A SUA TAREFA
Responda, por favor, a estas perguntas com base no texto abaixo sobre o contexto de uma história:
(a) Quem foi detido, segundo a notícia de segunda-feira de manhã?
(b) Sob a direção de quem decorriam as buscas?
(c) Que cabia à comunicação social fazer ao veredicto, segundo o texto?

DOCUMENTO DE ORIGEM
━━━━━━━━━━

O CONTEXTO DE UMA
HISTÓRIA
Não há nenhuma história, consista ela numa historieta a que
alguns chamam “estória” ou numa narração descritiva e interpretativa de factos
passados que possa fugir ao contexto em que tudo aconteceu, sob pena de deturpação
voluntária ou involuntária dos acontecimentos descritos.
Na segunda-feira de manhã acordámos com a notícia de que
tinha sido detido para averiguações e prestação de depoimento o assessor
jurídico do Benfica, Paulo Gonçalves, e mais uns tantos funcionários públicos,
de outros tantos pontos do país, que até então eram apenas conhecidos do seu círculo
familiar, profissional e amigos. Simultaneamente dava-se conta de buscas que
estavam a decorrer ou iriam decorrer sob a direcção de dezenas de inspectores
da Polícia Judiciária e magistrados do Ministério Público, igualmente em vários
pontos do país, com especial destaque para a sede do Sport Lisboa e Benfica
Para além da descrição destes simples factos, logo os órgãos
de comunicação social do costume nos forneceram uma completa série de
pormenores sobre o objecto da investigação, bem como dos êxitos que a mesma já tinha
alcançado. Pelo modo como tudo nos era transmitido, o veredicto já estava
escrito, cabendo apenas à comunicação social amplificá-lo, comentá-lo e decretar,
juntamente com a opinião pública, a respectiva sentença condenatória.

━━━━━━━━━━

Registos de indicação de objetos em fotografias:
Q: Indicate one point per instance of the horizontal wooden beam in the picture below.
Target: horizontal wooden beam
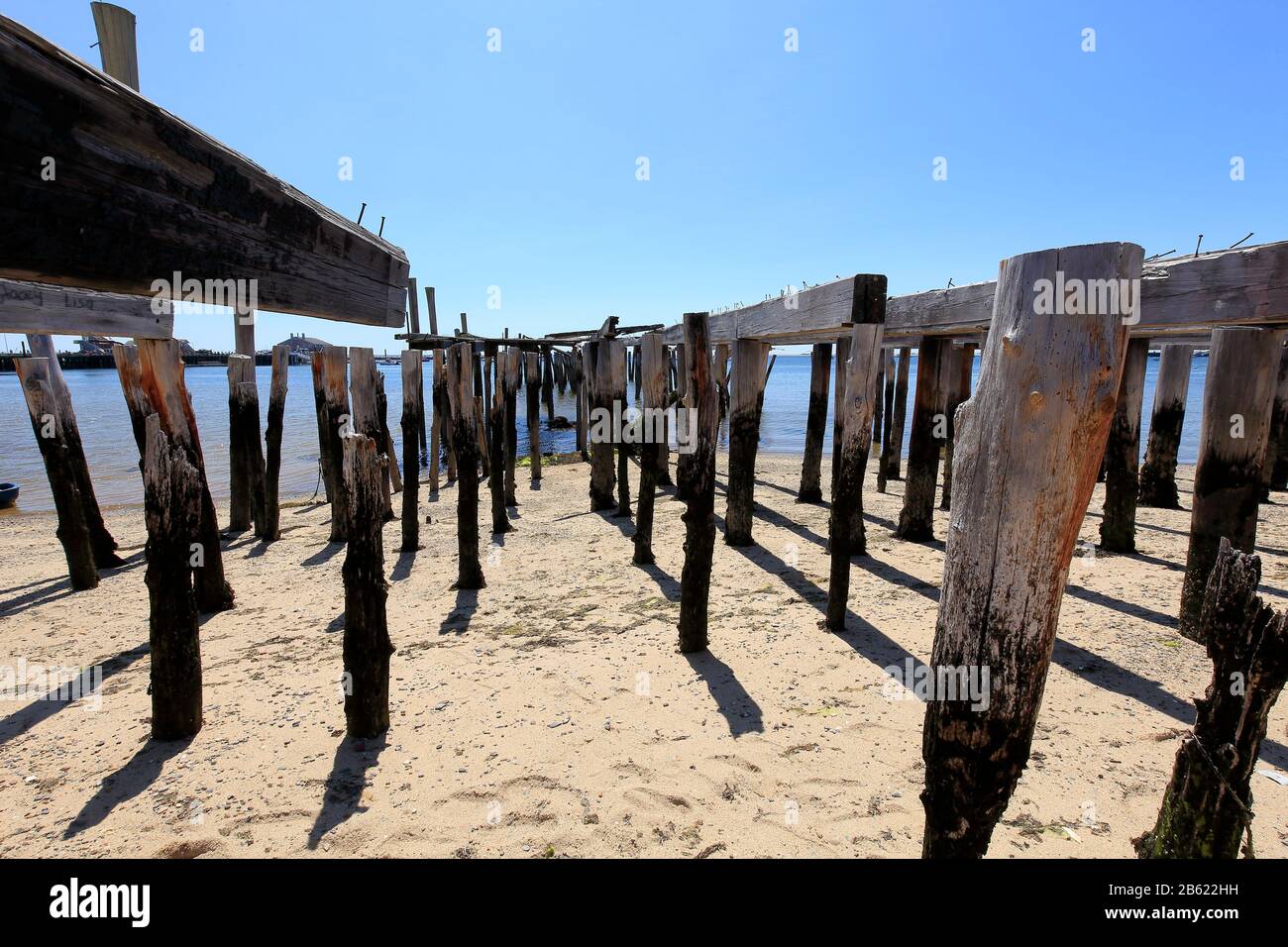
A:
(33, 307)
(1185, 295)
(110, 192)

━━━━━━━━━━

RESPOSTA COMPLETA
(a) O assessor jurídico do Benfica, Paulo Gonçalves, e mais uns tantos funcionários públicos de vários pontos do país.
(b) De dezenas de inspetores da Polícia Judiciária e magistrados do Ministério Público.
(c) Amplificá-lo, comentá-lo e decretar, juntamente com a opinião pública, a respetiva sentença condenatória.